*** Text under study ***

According to BreastCancer.org, few women really want to do a breast self-exam, or BSE, and for many the experience is frustrating — you may feel things but not know what they mean. However, the more you examine your breasts, the more you will learn about them and the easier it will become for you to tell if something unusual has occurred. Breastcancer.org believes that BSE is an essential part of taking care of yourself and lowering your risk of breast cancer.
If you’re 40 or older and have an average risk of breast cancer, yearly screening mammograms should be part of your healthcare routine. Breastcancer.org still believes that BSE is a useful and essential screening strategy, especially when used in combination with regular physical exams by a doctor and mammography. About 20% of the time, breast cancers are found by physical examination rather than by mammography. We recommend that all women routinely perform breast self-exams as part of their overall breast cancer screening strategy.
Tips for self-examinations:
Try to get in the habit of doing a breast self-examination once a month to familiarize yourself with how your breasts normally look and feel. Examine yourself several days after your period ends, when your breasts are least likely to be swollen and tender. If you are no longer having periods, choose a day that’s easy to remember, such as the first or last day of the month.
Don’t panic if you think you feel a lump. Most women have some lumps or lumpy areas in their breasts all the time. In the United States, only 20% of women who have a suspicious lump biopsied turn out to have breast cancer.

*** End of Text under study ***

== Required actions ==
[a] According to the breast self-exam text, how often should a woman try to do a breast self-examination?
[b] From the breast self-exam text, extract the part starting at "According to BreastCancer.org, few" and ending at "of breast cancer.".

*** Supplied entries ***

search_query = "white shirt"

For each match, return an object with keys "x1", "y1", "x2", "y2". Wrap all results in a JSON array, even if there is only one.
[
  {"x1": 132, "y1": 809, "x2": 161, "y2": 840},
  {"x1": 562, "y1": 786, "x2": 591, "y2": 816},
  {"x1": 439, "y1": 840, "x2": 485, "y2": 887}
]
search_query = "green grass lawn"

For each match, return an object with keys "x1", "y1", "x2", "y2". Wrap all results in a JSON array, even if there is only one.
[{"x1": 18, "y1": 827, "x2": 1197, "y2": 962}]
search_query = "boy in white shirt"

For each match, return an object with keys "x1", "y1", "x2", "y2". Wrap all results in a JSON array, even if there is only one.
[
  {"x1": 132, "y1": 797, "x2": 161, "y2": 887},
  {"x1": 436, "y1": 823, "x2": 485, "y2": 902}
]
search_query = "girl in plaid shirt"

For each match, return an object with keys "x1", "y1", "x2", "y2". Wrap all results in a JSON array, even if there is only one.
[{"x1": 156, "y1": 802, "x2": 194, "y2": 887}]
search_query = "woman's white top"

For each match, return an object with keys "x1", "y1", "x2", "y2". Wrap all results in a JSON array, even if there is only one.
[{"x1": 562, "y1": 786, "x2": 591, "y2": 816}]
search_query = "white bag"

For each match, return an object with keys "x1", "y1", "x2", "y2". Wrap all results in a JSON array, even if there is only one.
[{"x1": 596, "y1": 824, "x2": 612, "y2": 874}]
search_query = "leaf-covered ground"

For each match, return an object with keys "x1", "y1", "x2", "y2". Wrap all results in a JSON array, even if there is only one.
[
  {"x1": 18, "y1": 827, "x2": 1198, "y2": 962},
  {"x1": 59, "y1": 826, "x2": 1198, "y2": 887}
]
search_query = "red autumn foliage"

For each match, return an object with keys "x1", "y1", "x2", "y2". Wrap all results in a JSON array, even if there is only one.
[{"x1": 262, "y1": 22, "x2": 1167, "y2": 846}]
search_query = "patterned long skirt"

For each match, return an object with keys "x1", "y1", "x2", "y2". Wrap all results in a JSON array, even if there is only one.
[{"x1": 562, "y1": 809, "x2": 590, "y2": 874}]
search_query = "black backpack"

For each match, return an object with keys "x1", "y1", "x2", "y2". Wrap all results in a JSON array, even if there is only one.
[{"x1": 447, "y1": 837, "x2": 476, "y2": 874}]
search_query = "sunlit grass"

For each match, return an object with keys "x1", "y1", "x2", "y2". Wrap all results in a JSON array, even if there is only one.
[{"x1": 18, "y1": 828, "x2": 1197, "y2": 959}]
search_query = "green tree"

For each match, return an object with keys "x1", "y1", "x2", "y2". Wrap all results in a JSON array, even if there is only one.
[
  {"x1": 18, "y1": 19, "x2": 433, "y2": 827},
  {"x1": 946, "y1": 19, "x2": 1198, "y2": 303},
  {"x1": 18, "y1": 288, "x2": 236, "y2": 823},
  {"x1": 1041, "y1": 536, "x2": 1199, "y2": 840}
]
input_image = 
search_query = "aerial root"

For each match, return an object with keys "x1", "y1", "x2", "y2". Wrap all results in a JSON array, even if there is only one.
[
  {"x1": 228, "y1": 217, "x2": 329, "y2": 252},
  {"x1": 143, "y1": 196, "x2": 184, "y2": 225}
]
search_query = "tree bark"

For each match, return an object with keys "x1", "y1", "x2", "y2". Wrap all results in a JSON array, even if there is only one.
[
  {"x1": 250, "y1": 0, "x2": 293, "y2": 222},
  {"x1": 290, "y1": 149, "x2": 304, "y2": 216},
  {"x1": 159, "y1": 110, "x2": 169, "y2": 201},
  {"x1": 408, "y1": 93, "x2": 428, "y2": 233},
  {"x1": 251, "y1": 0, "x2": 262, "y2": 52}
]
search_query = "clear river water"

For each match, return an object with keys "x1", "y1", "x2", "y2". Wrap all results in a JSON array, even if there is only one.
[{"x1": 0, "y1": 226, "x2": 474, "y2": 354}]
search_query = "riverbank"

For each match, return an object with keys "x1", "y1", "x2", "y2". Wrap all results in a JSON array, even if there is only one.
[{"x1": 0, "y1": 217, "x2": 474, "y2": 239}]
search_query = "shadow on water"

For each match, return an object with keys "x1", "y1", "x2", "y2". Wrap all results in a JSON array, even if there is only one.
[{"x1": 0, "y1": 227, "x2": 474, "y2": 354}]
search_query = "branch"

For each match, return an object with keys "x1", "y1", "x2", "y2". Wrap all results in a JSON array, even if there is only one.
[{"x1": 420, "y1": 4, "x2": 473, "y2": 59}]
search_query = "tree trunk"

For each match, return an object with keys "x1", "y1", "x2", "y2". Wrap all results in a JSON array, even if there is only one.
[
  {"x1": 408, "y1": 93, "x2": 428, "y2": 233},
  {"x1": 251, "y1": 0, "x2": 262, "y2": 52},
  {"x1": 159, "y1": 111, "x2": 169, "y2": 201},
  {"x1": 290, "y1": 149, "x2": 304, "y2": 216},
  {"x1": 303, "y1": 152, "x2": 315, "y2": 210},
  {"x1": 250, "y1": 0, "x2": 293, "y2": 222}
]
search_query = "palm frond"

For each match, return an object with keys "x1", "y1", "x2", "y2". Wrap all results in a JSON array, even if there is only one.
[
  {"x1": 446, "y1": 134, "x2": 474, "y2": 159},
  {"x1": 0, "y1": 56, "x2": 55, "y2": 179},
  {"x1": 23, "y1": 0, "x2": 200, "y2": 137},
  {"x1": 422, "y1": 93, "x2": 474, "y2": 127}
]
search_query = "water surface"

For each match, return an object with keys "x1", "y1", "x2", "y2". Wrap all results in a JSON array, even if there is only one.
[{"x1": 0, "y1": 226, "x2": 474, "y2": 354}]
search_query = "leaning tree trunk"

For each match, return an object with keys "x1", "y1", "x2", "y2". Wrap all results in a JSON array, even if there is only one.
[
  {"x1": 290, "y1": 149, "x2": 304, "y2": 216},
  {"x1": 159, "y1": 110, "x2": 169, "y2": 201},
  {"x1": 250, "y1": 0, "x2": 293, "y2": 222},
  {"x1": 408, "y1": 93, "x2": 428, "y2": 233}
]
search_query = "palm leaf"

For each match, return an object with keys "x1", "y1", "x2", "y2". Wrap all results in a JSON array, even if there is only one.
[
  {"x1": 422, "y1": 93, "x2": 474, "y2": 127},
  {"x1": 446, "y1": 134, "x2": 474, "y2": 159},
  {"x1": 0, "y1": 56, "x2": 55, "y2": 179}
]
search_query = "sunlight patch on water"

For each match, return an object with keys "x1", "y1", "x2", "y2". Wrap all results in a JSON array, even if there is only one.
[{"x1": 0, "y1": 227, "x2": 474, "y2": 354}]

*** End of Supplied entries ***

== Solutions to each task ==
[a] Once a month.

[b]
According to BreastCancer.org, few women really want to do a breast self-exam, or BSE, and for many the experience is frustrating — you may feel things but not know what they mean. However, the more you examine your breasts, the more you will learn about them and the easier it will become for you to tell if something unusual has occurred. Breastcancer.org believes that BSE is an essential part of taking care of yourself and lowering your risk of breast cancer.